PROBLEM TO WORK ON =>
Return each line of the data below exactly, omitting any pictures.

— Start DATA ROWS —

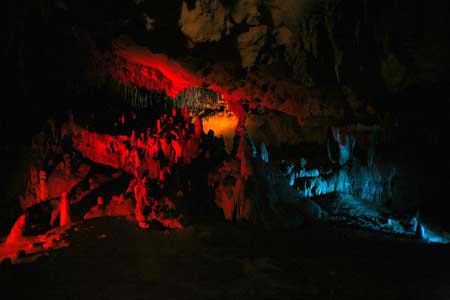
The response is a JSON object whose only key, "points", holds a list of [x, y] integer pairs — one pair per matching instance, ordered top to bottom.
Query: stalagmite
{"points": [[264, 153], [43, 190], [64, 210], [17, 232]]}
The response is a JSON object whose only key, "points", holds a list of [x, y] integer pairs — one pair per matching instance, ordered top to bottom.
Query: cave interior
{"points": [[225, 149]]}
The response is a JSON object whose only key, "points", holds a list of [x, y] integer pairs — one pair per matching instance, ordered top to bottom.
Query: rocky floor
{"points": [[111, 258]]}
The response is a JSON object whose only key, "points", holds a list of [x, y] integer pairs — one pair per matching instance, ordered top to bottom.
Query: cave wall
{"points": [[345, 60]]}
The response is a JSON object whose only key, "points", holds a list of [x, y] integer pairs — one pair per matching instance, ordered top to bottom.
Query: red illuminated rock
{"points": [[64, 210], [17, 232]]}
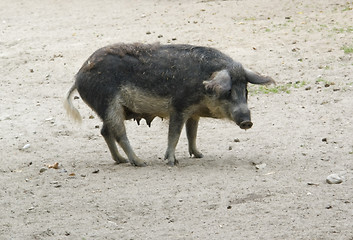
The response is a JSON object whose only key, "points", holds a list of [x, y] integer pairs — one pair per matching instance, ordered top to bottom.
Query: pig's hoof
{"points": [[196, 154], [121, 160], [138, 163], [172, 163]]}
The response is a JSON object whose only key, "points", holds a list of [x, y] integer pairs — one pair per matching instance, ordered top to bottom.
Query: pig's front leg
{"points": [[176, 123], [191, 133]]}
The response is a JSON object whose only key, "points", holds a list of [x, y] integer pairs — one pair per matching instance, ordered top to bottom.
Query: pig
{"points": [[176, 81]]}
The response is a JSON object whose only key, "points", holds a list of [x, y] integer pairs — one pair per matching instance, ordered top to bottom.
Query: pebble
{"points": [[334, 179]]}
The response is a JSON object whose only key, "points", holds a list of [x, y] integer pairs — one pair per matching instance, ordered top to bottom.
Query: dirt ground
{"points": [[268, 182]]}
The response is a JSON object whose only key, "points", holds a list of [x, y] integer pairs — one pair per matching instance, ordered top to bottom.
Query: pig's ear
{"points": [[256, 78], [220, 82]]}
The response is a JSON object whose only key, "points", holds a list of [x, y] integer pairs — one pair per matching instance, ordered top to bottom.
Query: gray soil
{"points": [[268, 182]]}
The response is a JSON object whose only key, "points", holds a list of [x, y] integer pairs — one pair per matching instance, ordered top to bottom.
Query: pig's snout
{"points": [[241, 116], [245, 124]]}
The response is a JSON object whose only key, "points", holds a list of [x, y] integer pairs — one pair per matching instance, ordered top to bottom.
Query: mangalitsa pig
{"points": [[179, 82]]}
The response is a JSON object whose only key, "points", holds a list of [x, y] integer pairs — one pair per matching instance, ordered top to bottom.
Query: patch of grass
{"points": [[347, 49], [285, 88]]}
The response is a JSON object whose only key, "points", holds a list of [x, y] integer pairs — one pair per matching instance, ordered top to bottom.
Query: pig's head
{"points": [[231, 88]]}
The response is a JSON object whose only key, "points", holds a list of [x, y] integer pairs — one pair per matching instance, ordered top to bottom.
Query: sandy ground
{"points": [[271, 184]]}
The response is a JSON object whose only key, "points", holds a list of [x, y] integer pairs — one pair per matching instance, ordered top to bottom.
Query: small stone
{"points": [[334, 179]]}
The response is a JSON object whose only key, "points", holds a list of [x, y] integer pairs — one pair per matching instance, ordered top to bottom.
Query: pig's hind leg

— End DATA ROWS —

EXERCISE OUTPUT =>
The response is a JSON object whose only key, "points", holds a list of [x, y] integer pairs — one pair per matching instance, ordered top to bottom.
Query: stalagmite
{"points": [[264, 153], [43, 190], [64, 210], [17, 232]]}
The response is a JSON object whose only key, "points", holds a list of [x, y] integer pairs — one pair per matching instance, ordered top to bottom.
Query: cave interior
{"points": [[225, 149]]}
The response is a JSON object whose only key, "points", holds a list of [x, y] integer pairs — one pair per matching instance, ordered top to bottom.
Query: rocky floor
{"points": [[111, 258]]}
The response is a JSON object whose only key, "points", holds a list of [x, y] integer pairs — one pair per matching instance, ordered top to bottom.
Query: cave wall
{"points": [[345, 60]]}
The response is a JSON object whose only key, "points", holds a list of [x, y] integer pairs — one pair per matching instance, ordered top to bottom.
Query: red illuminated rock
{"points": [[64, 210], [17, 232]]}
The response is a JSON object whose only key, "points", holds a list of [x, y] integer pairs — one pair per matching instance, ordered top to bottom.
Query: pig's hoof
{"points": [[196, 154], [121, 160], [138, 163], [172, 163]]}
The response is a JSON object whose only key, "points", holds a list of [x, y] integer pairs — one pair per matching instance, ordered top to bottom.
Query: pig's front leg
{"points": [[176, 123], [191, 133]]}
The response is a JSON object whose only key, "points", holds a list of [x, y] integer pairs — one pair per matching instance, ordered top to bottom.
Query: pig
{"points": [[176, 81]]}
The response is a JSON object whose only key, "points", holds a list of [x, y] integer pairs — one pair per matching instance, ordered top to bottom.
Query: pebble
{"points": [[334, 179]]}
The response is a JSON object whose only key, "points", holds a list of [x, y] integer pairs — one pair per matching instance, ordered top to bottom.
Query: dirt ground
{"points": [[268, 182]]}
The response is a JSON object whose only key, "points", holds a list of [x, y] integer pairs — one pair per matching instance, ordered top to bottom.
Query: pig's ear
{"points": [[256, 78], [220, 82]]}
The response is a JSON object whose only key, "points", holds a list of [x, y] integer pairs — one pair per matching instance, ordered top to bottom.
Query: gray soil
{"points": [[268, 182]]}
The response is a JSON object whose only key, "points", holds a list of [x, y] integer pairs — one pair per matching instance, ordered top to bottom.
Query: pig's snout
{"points": [[241, 116], [245, 124]]}
The response is a JSON object whose only key, "points", holds a list of [x, y] integer pairs — one pair per matching instance, ordered top to bottom.
Query: mangalitsa pig
{"points": [[179, 82]]}
The response is a JSON object whose only key, "points", holds a list of [x, y] integer pairs — one pair per matching instance, ordered top to bottom.
Query: patch of grass
{"points": [[347, 49], [285, 88]]}
The response is a JSON object whose only key, "points", holds a list of [x, y] integer pairs — one pair per matching instance, ordered top to bottom.
Query: pig's head
{"points": [[231, 88]]}
The response is a JSON object whose only key, "points", holds a list of [x, y] integer pairs — one pair per matching instance, ordered top to bottom.
Query: sandy ground
{"points": [[271, 184]]}
The response is a JSON object whose only key, "points", holds a list of [x, y] integer pairs — one pair per matching instance, ordered top to bottom.
Query: small stone
{"points": [[334, 179]]}
The response is a JSON object whose only key, "points", holds a list of [x, y] integer pairs — one pair per matching instance, ordered top to bottom.
Query: pig's hind leg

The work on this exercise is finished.